给定短文 =

..............................

2021年1月1日和2日,91岁的指挥家郑小瑛将要在上海的东方艺术中心为上海人民献上两场新年音乐会。“比较特别的是,音乐会下半场的歌剧《茶花女》《卡门》经典选段,将是用中文演唱的。这是我想恢复‘洋戏中唱’的一次尝试,也是我的‘贼心’不死。”

电话中,她中气十足,丝毫听不出她已经与癌症斗争二十多年了。音乐之于郑小瑛,就是一剂良药。

郑小瑛,中华人民共和国成立后第一位女指挥家,曾任中央音乐学院指挥系主任、中央歌剧院首席指挥,如今,年过九旬依然活跃在一线的交响乐和歌剧舞台上。

性格直爽,她炙热的脾性和澎湃的专业精神让业内同仁赠与雅号“穿裙子的卡拉扬”。对待生命,她潇洒慨然:“如果有一天倒在指挥台上,那才是最浪漫的事。”

1 “我不是大小姐,我是干活的”

这位中国的“穿裙子的卡拉扬”性格倔强,用她自己的话就是:“能得到别人的认同,这最好;不认同,那就做出来给你看。”

倔强也是某种遗传基因。1929年9月27日,郑小瑛出生在上海。父母没有按照家族辈分排行给女儿取名,而是用了父亲的姓和母亲的名。这是他们不顾反对、追求爱情,坚持婚姻自主的结晶。

..............................

所示数据 =
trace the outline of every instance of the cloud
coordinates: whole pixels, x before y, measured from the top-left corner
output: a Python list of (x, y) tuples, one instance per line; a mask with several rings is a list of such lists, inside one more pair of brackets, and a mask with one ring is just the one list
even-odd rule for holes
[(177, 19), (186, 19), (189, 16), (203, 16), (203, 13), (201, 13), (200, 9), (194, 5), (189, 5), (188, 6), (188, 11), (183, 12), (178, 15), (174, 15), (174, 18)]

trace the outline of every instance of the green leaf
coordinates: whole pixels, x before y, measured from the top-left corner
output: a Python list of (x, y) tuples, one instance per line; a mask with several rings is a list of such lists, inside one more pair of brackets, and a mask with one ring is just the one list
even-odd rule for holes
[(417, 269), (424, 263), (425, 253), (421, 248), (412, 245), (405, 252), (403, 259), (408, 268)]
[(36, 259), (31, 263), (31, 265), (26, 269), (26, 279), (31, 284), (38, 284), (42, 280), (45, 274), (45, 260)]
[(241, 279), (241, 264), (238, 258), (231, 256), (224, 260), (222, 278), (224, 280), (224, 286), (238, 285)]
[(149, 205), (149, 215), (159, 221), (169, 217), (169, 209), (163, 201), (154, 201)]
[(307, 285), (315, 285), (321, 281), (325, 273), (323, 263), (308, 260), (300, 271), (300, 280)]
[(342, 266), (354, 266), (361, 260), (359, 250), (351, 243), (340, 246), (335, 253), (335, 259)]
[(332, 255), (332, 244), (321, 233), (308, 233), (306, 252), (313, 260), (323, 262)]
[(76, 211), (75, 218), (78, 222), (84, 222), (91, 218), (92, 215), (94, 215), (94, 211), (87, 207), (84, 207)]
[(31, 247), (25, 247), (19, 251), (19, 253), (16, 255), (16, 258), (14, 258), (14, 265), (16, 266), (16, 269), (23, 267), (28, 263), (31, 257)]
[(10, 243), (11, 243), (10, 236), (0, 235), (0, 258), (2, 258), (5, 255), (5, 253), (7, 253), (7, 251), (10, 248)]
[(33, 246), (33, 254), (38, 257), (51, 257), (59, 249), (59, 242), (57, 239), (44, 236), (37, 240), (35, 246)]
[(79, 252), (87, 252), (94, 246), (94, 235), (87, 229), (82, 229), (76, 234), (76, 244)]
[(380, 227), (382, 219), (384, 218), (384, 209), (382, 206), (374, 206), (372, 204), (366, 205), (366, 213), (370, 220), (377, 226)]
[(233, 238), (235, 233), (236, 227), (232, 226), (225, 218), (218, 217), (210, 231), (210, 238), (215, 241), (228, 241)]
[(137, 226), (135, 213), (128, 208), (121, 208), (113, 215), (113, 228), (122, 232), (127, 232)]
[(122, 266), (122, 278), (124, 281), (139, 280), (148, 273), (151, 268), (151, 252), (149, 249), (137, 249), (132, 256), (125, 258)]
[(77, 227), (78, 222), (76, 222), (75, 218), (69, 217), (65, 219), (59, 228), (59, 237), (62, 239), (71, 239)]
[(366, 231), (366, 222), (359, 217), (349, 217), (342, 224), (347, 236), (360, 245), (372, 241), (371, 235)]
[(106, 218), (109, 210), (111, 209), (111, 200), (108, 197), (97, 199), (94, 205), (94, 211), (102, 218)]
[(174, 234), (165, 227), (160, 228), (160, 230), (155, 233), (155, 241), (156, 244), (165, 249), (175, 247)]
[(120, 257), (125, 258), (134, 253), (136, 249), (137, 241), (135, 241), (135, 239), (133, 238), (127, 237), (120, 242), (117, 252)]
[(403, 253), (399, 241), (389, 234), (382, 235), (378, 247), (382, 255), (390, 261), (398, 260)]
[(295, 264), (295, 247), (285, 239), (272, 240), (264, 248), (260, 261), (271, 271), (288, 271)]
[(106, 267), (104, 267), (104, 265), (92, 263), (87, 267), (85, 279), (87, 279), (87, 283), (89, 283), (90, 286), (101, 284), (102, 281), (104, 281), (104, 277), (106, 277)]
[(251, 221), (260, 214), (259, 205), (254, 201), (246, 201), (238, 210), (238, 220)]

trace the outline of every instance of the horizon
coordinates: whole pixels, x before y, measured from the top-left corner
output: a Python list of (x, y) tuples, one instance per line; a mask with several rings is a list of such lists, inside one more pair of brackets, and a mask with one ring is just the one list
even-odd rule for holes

..............................

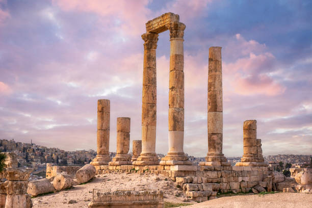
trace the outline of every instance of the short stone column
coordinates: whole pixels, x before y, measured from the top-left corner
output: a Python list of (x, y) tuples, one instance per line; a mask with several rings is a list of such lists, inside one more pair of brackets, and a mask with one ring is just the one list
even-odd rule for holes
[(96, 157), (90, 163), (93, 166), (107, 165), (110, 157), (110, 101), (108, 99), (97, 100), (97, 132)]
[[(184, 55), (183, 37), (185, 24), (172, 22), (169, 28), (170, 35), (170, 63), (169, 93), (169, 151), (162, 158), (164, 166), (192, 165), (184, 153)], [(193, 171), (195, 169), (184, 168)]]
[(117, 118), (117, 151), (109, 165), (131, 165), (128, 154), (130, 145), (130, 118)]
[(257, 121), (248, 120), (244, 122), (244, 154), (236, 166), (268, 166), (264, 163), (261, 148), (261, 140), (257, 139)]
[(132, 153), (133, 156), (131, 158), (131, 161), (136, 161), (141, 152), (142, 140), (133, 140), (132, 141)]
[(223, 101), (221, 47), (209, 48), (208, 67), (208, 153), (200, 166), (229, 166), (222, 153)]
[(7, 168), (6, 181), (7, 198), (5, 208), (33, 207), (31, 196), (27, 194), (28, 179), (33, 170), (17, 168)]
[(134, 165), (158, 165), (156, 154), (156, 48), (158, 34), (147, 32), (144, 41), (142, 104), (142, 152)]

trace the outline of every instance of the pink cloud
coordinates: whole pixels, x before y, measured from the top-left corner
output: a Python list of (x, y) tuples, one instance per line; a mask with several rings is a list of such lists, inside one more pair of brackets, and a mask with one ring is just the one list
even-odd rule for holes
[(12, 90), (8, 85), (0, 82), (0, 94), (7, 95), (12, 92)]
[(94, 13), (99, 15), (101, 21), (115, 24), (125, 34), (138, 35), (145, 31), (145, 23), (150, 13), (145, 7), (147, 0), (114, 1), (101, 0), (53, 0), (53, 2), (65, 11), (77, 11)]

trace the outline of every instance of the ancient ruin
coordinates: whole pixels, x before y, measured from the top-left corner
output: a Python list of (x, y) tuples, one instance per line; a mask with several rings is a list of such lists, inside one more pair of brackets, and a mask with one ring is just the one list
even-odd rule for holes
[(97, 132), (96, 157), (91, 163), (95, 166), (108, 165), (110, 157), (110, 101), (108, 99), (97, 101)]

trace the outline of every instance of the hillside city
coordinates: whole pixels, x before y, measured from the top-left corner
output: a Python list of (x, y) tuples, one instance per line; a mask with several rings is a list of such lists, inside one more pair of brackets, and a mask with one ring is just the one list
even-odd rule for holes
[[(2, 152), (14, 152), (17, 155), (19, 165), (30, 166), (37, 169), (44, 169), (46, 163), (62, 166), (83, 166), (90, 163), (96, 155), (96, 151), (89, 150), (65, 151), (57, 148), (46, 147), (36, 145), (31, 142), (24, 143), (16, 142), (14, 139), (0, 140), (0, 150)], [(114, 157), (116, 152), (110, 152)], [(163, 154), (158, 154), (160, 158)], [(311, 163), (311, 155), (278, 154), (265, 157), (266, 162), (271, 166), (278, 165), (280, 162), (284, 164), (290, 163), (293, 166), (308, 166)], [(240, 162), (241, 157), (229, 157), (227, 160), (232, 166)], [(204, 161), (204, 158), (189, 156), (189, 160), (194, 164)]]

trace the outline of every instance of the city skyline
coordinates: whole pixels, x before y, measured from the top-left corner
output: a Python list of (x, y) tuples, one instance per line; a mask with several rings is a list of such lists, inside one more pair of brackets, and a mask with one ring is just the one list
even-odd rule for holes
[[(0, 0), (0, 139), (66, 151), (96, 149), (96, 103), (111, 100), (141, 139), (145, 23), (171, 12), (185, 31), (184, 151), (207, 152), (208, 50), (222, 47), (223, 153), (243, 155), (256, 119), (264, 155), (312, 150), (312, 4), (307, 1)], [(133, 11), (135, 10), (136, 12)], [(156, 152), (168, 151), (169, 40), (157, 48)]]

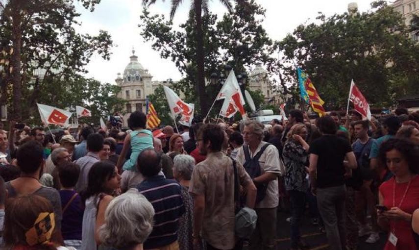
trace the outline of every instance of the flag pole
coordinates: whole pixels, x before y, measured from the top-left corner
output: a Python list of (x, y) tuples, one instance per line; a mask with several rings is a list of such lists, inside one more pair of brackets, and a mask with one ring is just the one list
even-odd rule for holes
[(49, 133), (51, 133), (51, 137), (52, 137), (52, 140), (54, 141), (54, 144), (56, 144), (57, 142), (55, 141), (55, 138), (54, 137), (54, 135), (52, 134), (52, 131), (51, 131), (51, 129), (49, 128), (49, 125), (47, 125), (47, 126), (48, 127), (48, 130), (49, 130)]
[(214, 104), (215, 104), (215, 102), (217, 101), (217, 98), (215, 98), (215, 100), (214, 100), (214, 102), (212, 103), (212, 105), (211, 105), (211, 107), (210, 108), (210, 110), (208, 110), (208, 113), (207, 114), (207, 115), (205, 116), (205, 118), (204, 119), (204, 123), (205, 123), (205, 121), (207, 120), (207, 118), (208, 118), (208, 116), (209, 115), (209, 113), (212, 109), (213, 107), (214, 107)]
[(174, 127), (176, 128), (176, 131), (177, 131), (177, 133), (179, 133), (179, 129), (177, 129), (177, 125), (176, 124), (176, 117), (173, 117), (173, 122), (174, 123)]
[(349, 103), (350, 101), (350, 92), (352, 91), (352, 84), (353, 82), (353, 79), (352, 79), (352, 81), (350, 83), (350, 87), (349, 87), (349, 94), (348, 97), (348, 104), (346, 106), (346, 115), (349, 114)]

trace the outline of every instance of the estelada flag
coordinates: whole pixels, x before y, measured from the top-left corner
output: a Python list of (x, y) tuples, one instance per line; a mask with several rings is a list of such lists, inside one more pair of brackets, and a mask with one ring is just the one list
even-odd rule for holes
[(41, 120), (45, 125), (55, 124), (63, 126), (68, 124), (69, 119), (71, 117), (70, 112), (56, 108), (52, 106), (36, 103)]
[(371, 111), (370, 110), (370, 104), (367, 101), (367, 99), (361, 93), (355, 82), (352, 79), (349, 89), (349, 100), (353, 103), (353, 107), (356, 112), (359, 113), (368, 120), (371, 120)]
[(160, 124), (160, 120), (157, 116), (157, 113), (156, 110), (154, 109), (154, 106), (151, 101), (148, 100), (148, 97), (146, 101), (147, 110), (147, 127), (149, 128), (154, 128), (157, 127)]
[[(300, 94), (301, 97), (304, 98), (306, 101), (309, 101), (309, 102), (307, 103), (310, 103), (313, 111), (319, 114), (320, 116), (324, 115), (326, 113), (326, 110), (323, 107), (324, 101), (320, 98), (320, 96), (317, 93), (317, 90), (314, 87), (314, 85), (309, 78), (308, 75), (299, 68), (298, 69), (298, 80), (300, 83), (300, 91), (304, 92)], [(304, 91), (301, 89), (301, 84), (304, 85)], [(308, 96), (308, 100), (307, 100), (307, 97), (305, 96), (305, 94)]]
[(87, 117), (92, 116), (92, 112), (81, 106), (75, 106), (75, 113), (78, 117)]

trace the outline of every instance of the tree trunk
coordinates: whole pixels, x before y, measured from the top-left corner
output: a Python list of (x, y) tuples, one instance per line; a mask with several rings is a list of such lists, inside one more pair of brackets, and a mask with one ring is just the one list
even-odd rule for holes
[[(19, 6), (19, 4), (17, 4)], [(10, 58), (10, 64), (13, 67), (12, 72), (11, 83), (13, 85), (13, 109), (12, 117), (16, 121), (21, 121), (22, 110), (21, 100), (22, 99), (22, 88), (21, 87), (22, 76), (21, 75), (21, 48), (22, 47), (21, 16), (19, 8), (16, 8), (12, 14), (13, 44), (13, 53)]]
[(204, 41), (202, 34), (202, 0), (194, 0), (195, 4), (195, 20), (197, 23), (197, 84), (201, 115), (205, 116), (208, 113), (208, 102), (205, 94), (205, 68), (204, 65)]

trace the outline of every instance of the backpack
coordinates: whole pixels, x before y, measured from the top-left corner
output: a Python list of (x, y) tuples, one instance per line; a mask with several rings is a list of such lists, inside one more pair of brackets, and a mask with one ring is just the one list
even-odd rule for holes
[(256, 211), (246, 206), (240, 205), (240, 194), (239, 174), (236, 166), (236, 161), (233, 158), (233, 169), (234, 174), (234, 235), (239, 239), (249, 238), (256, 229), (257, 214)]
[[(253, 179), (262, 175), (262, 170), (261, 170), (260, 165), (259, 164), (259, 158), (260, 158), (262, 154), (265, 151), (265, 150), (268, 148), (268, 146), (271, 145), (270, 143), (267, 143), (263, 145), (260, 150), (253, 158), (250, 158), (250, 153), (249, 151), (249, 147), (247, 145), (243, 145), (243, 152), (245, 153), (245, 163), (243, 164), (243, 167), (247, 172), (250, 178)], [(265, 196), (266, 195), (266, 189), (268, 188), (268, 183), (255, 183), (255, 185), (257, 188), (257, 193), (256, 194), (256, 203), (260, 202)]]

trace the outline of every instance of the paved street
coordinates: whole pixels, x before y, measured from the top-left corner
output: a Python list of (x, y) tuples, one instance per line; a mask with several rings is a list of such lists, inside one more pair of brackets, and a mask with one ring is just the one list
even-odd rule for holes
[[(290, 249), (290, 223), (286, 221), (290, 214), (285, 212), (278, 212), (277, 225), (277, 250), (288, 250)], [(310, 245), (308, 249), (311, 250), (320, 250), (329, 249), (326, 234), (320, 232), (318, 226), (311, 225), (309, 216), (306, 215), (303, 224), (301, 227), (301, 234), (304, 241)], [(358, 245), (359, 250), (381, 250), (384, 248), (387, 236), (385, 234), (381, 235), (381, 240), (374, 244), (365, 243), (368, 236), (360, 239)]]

..............................

任务目标 =
在这篇关于郑小瑛的短文中，业内同仁送给她的雅号是什么？ 这些条目取自另一个来源，与短文无关。

参考解答 =
“穿裙子的卡拉扬”。